┏━━

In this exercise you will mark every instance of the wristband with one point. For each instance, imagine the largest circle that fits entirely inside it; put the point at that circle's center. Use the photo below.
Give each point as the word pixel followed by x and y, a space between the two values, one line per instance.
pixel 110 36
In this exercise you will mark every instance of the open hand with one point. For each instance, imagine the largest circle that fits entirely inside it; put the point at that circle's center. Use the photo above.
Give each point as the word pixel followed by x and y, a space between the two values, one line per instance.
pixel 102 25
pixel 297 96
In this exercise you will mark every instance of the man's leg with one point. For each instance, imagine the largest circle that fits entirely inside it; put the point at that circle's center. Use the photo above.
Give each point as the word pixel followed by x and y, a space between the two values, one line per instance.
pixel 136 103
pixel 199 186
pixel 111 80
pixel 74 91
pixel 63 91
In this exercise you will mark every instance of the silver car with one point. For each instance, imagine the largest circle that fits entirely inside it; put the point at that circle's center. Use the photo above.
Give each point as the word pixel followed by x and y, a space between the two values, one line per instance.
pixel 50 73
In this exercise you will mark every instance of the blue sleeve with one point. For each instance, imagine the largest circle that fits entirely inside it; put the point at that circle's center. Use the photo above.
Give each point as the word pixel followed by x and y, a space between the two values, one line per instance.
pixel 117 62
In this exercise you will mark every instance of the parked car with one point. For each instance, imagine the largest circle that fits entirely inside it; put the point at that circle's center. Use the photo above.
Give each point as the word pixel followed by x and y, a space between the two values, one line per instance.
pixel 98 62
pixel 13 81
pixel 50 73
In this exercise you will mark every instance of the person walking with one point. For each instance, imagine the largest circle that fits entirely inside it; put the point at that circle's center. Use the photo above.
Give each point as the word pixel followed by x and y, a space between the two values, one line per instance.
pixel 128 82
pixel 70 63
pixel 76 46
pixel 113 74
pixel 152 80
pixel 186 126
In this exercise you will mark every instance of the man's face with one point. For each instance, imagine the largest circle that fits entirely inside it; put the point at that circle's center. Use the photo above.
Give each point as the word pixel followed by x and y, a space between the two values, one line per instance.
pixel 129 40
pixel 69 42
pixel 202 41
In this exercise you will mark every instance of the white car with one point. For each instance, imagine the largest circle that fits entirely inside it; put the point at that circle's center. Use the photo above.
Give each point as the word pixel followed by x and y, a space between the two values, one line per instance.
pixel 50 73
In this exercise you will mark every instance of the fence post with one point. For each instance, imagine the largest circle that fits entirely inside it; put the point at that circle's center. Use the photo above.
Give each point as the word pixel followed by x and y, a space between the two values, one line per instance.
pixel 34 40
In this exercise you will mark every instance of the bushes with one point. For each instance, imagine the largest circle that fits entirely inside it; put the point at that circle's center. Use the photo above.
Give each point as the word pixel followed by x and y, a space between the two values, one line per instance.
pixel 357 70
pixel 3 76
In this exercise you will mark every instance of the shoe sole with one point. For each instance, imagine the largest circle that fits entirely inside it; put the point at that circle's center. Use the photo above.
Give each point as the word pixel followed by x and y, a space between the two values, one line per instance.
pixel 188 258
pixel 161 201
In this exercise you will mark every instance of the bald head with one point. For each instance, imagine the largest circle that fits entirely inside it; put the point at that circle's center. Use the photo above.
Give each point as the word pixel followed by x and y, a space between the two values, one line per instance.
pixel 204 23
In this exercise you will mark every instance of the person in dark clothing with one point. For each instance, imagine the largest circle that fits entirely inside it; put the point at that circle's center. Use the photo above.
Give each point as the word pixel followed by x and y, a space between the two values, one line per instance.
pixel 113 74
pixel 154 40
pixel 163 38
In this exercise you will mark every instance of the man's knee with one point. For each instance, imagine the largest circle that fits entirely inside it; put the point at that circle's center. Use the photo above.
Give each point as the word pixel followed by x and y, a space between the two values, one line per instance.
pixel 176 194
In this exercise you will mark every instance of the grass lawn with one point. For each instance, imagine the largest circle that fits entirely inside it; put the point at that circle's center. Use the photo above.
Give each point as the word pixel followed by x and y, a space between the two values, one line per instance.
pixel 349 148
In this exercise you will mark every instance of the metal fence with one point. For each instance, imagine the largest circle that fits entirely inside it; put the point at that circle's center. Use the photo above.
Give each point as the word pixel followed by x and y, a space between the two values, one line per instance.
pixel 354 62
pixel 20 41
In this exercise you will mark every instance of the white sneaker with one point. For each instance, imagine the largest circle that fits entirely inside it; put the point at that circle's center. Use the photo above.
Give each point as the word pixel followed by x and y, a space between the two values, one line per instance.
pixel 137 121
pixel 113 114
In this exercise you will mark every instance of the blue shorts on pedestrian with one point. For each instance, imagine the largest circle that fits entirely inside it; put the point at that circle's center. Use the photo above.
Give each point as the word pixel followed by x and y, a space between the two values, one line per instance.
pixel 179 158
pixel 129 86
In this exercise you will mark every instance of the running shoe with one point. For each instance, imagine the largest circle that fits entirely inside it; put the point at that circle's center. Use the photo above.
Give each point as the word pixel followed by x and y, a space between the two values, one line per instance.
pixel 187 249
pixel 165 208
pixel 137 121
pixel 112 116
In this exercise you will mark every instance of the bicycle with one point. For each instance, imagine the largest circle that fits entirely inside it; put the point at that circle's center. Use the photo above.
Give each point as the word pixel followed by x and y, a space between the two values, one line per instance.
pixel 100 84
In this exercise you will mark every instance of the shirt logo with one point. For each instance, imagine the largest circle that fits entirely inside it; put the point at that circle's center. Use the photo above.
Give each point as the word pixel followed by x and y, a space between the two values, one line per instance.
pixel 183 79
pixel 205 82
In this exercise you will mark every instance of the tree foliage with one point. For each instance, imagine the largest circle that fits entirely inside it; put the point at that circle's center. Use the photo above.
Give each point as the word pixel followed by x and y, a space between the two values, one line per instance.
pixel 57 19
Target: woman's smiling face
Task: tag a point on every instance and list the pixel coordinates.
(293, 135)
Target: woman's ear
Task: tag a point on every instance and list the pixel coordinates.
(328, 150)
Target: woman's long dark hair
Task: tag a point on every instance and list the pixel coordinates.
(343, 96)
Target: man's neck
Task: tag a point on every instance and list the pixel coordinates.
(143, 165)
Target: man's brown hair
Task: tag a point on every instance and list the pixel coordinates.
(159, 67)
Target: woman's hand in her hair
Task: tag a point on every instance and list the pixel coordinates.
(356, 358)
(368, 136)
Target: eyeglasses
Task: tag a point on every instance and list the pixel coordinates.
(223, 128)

┗━━

[BRIEF]:
Give back the data above, repeating every record exactly.

[SOLUTION BELOW]:
In this exercise you will mark every instance of the wristband with one point. For each instance, imagine the largest circle that fits entirely inside it; put the point at that circle's center. Use the photo below.
Give each point as the word pixel followed by x and y, a space between the two values, one line per instance.
pixel 110 36
In this exercise you will mark every instance of the open hand with one point. For each instance, imagine the largest circle that fits entirely inside it; put the point at that circle's center. Use the photo above.
Give each point as the word pixel followed by x and y, a space between the two values, one line per instance.
pixel 102 25
pixel 297 96
In this exercise you will mark every instance of the man's leg with one point. For each instance, imagine the largest circle that fits entirely inside it; put the point at that circle's center. Use the photo above.
Give each point as the word pixel followed by x and y, a space between the two values, one line per instance.
pixel 136 103
pixel 199 186
pixel 111 80
pixel 74 91
pixel 63 91
In this exercise you will mark every instance of the silver car with one point. For each instance, imagine the largest circle that fits entirely inside it; put the point at that circle's center. Use the photo above.
Give each point as the word pixel followed by x and y, a space between the two values, one line per instance.
pixel 50 73
In this exercise you will mark every instance of the blue sleeve with one point. For each instance, imagine the largest circle that fits entirely inside it; put the point at that circle's center. Use the photo above.
Give each point as the word pixel followed by x and y, a space between the two values, one line per instance.
pixel 117 62
In this exercise you will mark every instance of the parked car with one point. For each instance, imagine the largest circle that fits entirely inside it; put the point at that circle's center. Use the photo above.
Give each point as the word pixel followed by x and y, a space between the two values, one line per instance.
pixel 98 62
pixel 13 81
pixel 50 73
In this exercise you will mark every instance of the person walking with one point. For each instance, imagine the largest circle that fits entirely inside it; put the point at that circle's center. Use the photo above.
Give each point as the word pixel followed by x and y, a space between the two values, one line per instance.
pixel 128 82
pixel 70 63
pixel 76 46
pixel 113 74
pixel 152 80
pixel 186 126
In this exercise you will mark every instance of the man's face with one point. For each instance, imagine the largest circle that fits entirely inside it; put the point at that circle's center. Use the photo above.
Give each point as the word pixel followed by x and y, a space between the two values, one line per instance.
pixel 129 40
pixel 69 42
pixel 202 41
In this exercise you will mark every instance of the white car with one point. For each instance, imagine the largest circle that fits entirely inside it; put the point at that circle's center. Use the photo above.
Give each point as the word pixel followed by x and y, a space between the two values, one line per instance.
pixel 50 73
In this exercise you will mark every instance of the fence post with one point. For each instance, imagine the largest circle that fits entirely inside it; put the point at that circle's center. Use the photo above.
Give each point as the word pixel followed by x and y, a space between the two values, one line per instance.
pixel 34 40
In this exercise you will mark every instance of the bushes with one point. For each instance, imagine the largest circle that fits entirely inside it; put the point at that circle's center. Use the photo above.
Give each point as the word pixel followed by x and y, a space between the two values, one line per instance.
pixel 357 70
pixel 3 76
In this exercise you will mark every instance of the shoe sole with one point. For each instance, imagine the largest circle that fits entirely inside it; put the point at that circle's center. Use the photo above.
Give each point as the word pixel followed by x and y, a space between the two values, one line per instance.
pixel 188 258
pixel 161 201
In this exercise you will mark every instance of the bald head with one point. For each instance, imagine the largest circle that fits entirely inside it; put the point at that circle's center. Use the photo above.
Give each point as the word pixel followed by x and y, a space between the two values, one line per instance.
pixel 204 23
In this exercise you will mark every instance of the person in dark clothing with one point. For each instance, imagine the largest circle that fits entirely inside it; put the point at that circle's center. Use the photo above.
Give each point as the word pixel followed by x and y, a space between the two values, one line per instance.
pixel 113 74
pixel 154 40
pixel 163 38
In this exercise you will mark every instance of the man's knee with one point. For each instance, imagine the largest circle that fits entirely inside it; put the point at that circle's center. Use the photo above.
Give each point as the word pixel followed by x and y, a space between the two values, one line per instance.
pixel 176 194
In this exercise you will mark every instance of the grass lawn with one point. For each instance, imagine the largest circle that fits entirely inside it; put the point at that circle's center. Use the photo above.
Give each point as the word pixel followed by x and y, a space between the two values, one line per instance.
pixel 349 148
In this exercise you will mark every instance of the metal fence with one point. For each instance, imagine the largest circle that fits entirely inside it; put the point at that circle's center. Use the photo above.
Give each point as the word pixel followed by x and y, a space between the two values, one line per instance.
pixel 354 62
pixel 20 41
In this exercise you will mark every instance of the white sneaker with one point. For each instance, imagine the largest circle that fits entirely inside it; put the point at that circle's center. Use the photo above.
Give each point as the word pixel followed by x and y, a space between the two values, one line per instance.
pixel 137 121
pixel 113 114
In this exercise you will mark every instance of the blue shorts on pedestrian with one point. For each instance, imagine the largest circle that fits entirely inside it; put the point at that circle's center. Use the photo above.
Give each point as the word pixel followed by x and y, a space between the two values, one line per instance.
pixel 179 158
pixel 129 86
In this exercise you will mark every instance of the running shoe with one point. For each instance, imagine the largest circle that fits entirely inside it; put the point at that circle's center. Use the photo above.
Give each point as the word pixel followed by x and y, a space between the two values, one line per instance.
pixel 187 249
pixel 165 208
pixel 137 121
pixel 112 116
In this exercise you will mark every instance of the bicycle with one point. For each instance, imagine the largest circle that fits entirely inside it; put the point at that circle's center. Use the photo above.
Give each point as the word pixel followed by x and y, a space between the two values, one line per instance.
pixel 100 84
In this exercise you will mark every instance of the shirt logo with one point. For each instance, imagine the largest circle that fits entirely inside it; put the point at that circle's center. Use the photo above.
Give each point as the word pixel followed by x and y, a space between the two values, one line per instance.
pixel 183 79
pixel 205 82
In this exercise you will mark every instance of the tree foliage with one point. For each instance, imagine the largest circle that fits entirely inside it; put the point at that circle's center. Use the photo above.
Give each point as the word pixel followed by x and y, a space between the two values, one line per instance.
pixel 57 19
Target: woman's smiling face
Task: tag a point on every instance and list the pixel coordinates.
(293, 135)
Target: woman's ear
Task: tag a point on every instance and list the pixel coordinates.
(328, 150)
Target: woman's long dark hair
Task: tag a point on every instance and list the pixel coordinates.
(343, 96)
Target: man's neck
Task: tag a point on every instance and list the pixel coordinates.
(143, 165)
Target: man's brown hair
Task: tag a point on every instance and list the pixel coordinates.
(159, 67)
Target: woman's hand in her hair
Task: tag a point on every instance and list the pixel coordinates.
(356, 358)
(368, 136)
Target: eyeglasses
Task: tag a point on every instance and list the pixel coordinates.
(223, 128)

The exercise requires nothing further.